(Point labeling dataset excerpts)
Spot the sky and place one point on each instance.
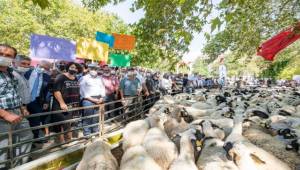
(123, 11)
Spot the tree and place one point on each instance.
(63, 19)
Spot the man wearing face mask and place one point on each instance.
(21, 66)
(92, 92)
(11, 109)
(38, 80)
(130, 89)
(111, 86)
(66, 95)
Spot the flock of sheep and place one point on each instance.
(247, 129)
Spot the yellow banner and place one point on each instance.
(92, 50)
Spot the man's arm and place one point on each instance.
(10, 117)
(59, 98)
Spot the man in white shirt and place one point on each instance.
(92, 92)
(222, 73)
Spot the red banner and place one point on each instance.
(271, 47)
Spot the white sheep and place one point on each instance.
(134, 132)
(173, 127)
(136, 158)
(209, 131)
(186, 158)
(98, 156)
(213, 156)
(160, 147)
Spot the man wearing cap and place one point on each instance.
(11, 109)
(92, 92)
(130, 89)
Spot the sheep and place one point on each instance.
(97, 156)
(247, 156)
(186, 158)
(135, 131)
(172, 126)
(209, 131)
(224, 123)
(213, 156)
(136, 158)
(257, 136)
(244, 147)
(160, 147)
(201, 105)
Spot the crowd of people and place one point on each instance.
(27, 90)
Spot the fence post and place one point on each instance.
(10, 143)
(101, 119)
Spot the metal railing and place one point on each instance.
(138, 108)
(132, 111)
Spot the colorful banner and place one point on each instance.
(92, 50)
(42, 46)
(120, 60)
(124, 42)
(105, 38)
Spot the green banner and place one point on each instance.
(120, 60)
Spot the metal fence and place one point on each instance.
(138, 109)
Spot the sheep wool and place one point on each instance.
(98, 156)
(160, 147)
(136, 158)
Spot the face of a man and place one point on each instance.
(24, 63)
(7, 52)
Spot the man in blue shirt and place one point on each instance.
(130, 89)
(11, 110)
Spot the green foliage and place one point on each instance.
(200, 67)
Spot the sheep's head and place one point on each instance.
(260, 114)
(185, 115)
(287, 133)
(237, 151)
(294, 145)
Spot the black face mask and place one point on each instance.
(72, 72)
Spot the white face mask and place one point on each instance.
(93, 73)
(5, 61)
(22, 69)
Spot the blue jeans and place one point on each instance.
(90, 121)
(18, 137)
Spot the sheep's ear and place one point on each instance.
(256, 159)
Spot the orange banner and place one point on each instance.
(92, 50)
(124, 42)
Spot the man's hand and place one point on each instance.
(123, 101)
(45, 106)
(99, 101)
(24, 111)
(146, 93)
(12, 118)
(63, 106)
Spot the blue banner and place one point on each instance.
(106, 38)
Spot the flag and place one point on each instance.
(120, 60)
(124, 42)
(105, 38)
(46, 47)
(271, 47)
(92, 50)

## REQUIREMENTS
Transcribe the complete set of entries verbatim. No pictures belong in the copy.

## SOLUTION FOR THIS TASK
Spot the sky and place one point on each instance.
(123, 11)
Spot the tree and place one point on each instance.
(63, 19)
Spot the man wearing face mask and place one point on each instance.
(21, 66)
(92, 92)
(11, 109)
(38, 80)
(130, 89)
(111, 86)
(66, 95)
Spot the flock of sheep and place one point on each instance.
(247, 129)
Spot the yellow banner and place one point on each instance.
(92, 50)
Spot the man's arm and place one point on each instance.
(10, 117)
(59, 98)
Spot the man in white shirt and place one point on each instance.
(92, 92)
(222, 73)
Spot the red banner and place one point on each instance.
(271, 47)
Spot the white sheep and place one point on each instance.
(134, 132)
(173, 127)
(136, 158)
(209, 131)
(186, 158)
(98, 156)
(213, 156)
(160, 147)
Spot the man wearing cap and place one point on each instance.
(11, 109)
(92, 92)
(130, 89)
Spot the sheep and place one point on each instance.
(97, 156)
(247, 156)
(186, 158)
(135, 131)
(172, 126)
(209, 131)
(224, 123)
(213, 156)
(136, 158)
(257, 136)
(244, 147)
(160, 147)
(201, 105)
Spot the crowd of people and place one point on each instance.
(27, 90)
Spot the fence post and place one point on each instance.
(10, 143)
(101, 119)
Spot the metal railing and place one point on each instance.
(138, 108)
(132, 111)
Spot the colorful banner and place one point on each instance.
(92, 50)
(42, 46)
(120, 60)
(124, 42)
(105, 38)
Spot the green banner and place one point on each instance.
(120, 60)
Spot the metal fence and place one point on each instance.
(138, 109)
Spot the sheep wool and place one point on each instance.
(98, 156)
(160, 147)
(136, 158)
Spot the face of a man and place one point on each instance.
(24, 63)
(7, 52)
Spot the man in blue shirt and place one point on each instance.
(130, 89)
(11, 110)
Spot the green foliage and place one point on each instance.
(200, 67)
Spot the sheep's head and place one point on each instance.
(260, 114)
(185, 115)
(287, 133)
(237, 151)
(294, 145)
Spot the black face mask and place one point on each instance.
(72, 72)
Spot the white face mask and place one point on each instance.
(93, 73)
(5, 61)
(22, 69)
Spot the blue jeans and place one point on each instance.
(90, 121)
(18, 137)
Spot the sheep's ear and place one point on each instance.
(256, 159)
Spot the orange banner and place one point on each instance.
(92, 50)
(124, 42)
Spot the man's hand and place one point on each instance.
(123, 101)
(45, 106)
(99, 101)
(24, 111)
(146, 93)
(12, 118)
(63, 106)
Spot the blue banner and place one point on each instance.
(106, 38)
Spot the flag and place one point on each instance.
(120, 60)
(124, 42)
(105, 38)
(46, 47)
(271, 47)
(92, 50)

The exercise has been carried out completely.